*** Data for processing ***

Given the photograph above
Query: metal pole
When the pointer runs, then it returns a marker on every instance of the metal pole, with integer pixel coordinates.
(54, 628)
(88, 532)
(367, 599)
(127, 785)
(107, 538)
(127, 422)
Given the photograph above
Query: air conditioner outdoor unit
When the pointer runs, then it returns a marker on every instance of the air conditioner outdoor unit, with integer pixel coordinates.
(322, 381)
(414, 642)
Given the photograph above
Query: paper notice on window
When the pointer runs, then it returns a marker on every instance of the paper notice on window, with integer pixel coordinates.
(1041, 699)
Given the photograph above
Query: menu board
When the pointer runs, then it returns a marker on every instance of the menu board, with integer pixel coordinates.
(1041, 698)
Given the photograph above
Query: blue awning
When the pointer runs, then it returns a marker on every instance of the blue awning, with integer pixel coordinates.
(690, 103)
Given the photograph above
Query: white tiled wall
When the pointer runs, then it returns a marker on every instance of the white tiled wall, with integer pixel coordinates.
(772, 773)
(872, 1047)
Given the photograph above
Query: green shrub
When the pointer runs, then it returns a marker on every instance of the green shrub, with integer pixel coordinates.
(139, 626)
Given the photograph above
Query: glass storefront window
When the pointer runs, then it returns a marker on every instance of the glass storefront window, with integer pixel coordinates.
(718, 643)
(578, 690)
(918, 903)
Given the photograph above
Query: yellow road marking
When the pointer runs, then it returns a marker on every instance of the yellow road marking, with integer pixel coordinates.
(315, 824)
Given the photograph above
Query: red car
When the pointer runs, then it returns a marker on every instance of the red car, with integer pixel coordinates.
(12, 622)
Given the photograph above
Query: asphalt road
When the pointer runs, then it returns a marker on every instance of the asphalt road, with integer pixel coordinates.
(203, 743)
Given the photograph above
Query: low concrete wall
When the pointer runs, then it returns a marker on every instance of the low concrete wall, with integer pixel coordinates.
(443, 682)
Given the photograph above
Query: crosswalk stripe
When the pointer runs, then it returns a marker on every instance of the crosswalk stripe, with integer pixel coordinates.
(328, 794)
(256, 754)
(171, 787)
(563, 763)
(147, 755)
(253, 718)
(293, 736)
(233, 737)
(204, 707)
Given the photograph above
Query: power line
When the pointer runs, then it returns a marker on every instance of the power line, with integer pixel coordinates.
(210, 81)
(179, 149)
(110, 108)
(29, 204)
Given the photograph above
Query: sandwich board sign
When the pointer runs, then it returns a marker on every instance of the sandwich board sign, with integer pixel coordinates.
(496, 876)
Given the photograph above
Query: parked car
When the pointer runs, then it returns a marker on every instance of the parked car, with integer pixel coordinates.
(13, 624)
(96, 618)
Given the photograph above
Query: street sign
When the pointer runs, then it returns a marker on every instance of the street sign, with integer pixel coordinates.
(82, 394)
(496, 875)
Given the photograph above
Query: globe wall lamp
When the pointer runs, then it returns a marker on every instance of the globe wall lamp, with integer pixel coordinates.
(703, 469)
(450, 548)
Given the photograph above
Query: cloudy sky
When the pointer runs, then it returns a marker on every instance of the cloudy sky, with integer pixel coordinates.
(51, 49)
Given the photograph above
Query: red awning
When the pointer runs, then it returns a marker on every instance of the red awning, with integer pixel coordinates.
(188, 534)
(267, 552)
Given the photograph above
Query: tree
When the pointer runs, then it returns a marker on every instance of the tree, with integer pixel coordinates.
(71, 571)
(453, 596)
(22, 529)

*** End of Data for processing ***

*Task brief*
Repeat the data word for word, leaving out no line.

*Worked solution*
Given the photograph above
Query: metal pole
When the pointer runs, then it returns a marker on every instance of the metal pole, with integer pixel coordinates.
(54, 628)
(88, 532)
(367, 599)
(127, 785)
(107, 538)
(127, 422)
Given the photograph above
Query: air conditioner outdoor unit
When the pointer runs, then it returns a marker on every instance of the air conditioner outdoor unit, with integer pixel coordinates.
(322, 381)
(414, 642)
Given the photograph above
Query: paper notice on window
When the pointer runs, then it returns a marker on every instance of the paper notice on window, with integer pixel coordinates.
(1041, 699)
Given the photograph above
Query: menu board
When the pointer runs, then it returns a marker on every instance of the menu board, with integer pixel coordinates.
(1041, 698)
Given the photograph above
Query: blue awning
When the pointer runs, then it returns a marker on every instance of the blue awning, with integer pixel coordinates.
(690, 103)
Given the photograph above
Query: white tiled wall
When the pointer runs, then it returns a marker on every instance of the white tiled wall, with integer pixel coordinates.
(772, 773)
(872, 1047)
Given the photograph above
Query: green shrub
When the pointer runs, then it returns a marker on every instance of the green shrub, with integer pixel coordinates.
(139, 626)
Given the photograph above
Query: glass storefront window
When the pointer runs, then it returns a marker on every instance of the glass storefront window, with integer pixel coordinates.
(718, 643)
(578, 690)
(918, 903)
Given the photograph above
Query: yellow road marking
When the pointer runs, then it returns a marker on every instance of the yellow road marking, with integer pixel coordinates.
(315, 824)
Given the photograph above
Query: red car
When the pointer runs, then it returns a marker on every instance of the red car, with integer pixel coordinates.
(12, 622)
Given the photograph above
Query: asphalt road
When the pointer runs, then it returns a marker on every instance of the asphalt road, with integer pixel coordinates.
(203, 743)
Given the photograph above
Query: low concrete wall
When the pointer runs, then it returns a marker on every instance of the low concrete wall, with integer pixel coordinates.
(443, 682)
Given the photograph above
Query: crosswalk stripe
When the pointer runs, then it returns a marker on every instance of the crosswalk stripe, with integer pixel coordinates.
(328, 794)
(256, 754)
(171, 787)
(563, 763)
(147, 755)
(253, 718)
(293, 736)
(233, 737)
(204, 707)
Given the photograph above
Query: power line
When the pointer runs, then it returns a marker on every instance of the power line, with integer pixel coordinates.
(210, 81)
(179, 149)
(110, 108)
(29, 204)
Given the photograph above
Query: sandwich board sign
When the pointer runs, then it returns a marker on every instance of the sandwich board sign, with integer pixel coordinates.
(496, 876)
Given the photograph above
Query: parked car
When the pointer runs, then it returns a marker on every instance of the parked car, with integer pixel coordinates.
(13, 624)
(96, 618)
Given the photograph above
Query: street sign
When the pointer runs, then it returns a marker on every instance of the street sign, with integer pixel coordinates.
(82, 394)
(496, 875)
Given the photograph above
Query: globe wall lamp
When the pointer runs, then it returns a marker on every instance of the globe wall lamp, with integer pixel coordinates.
(703, 469)
(450, 548)
Given the photograph above
Query: cloudy sky
When the pointer runs, then it returns a marker on every instance of the cloudy sky, with integer pixel coordinates.
(51, 49)
Given the photograph above
Query: red awning
When the pointer runs, then it returns a marker on every instance of the red awning, with integer pixel coordinates.
(188, 534)
(267, 552)
Given the photograph above
Query: tree
When the pointer runs, then it returns a marker on every instance of the tree, with integer pixel coordinates.
(71, 571)
(453, 596)
(22, 529)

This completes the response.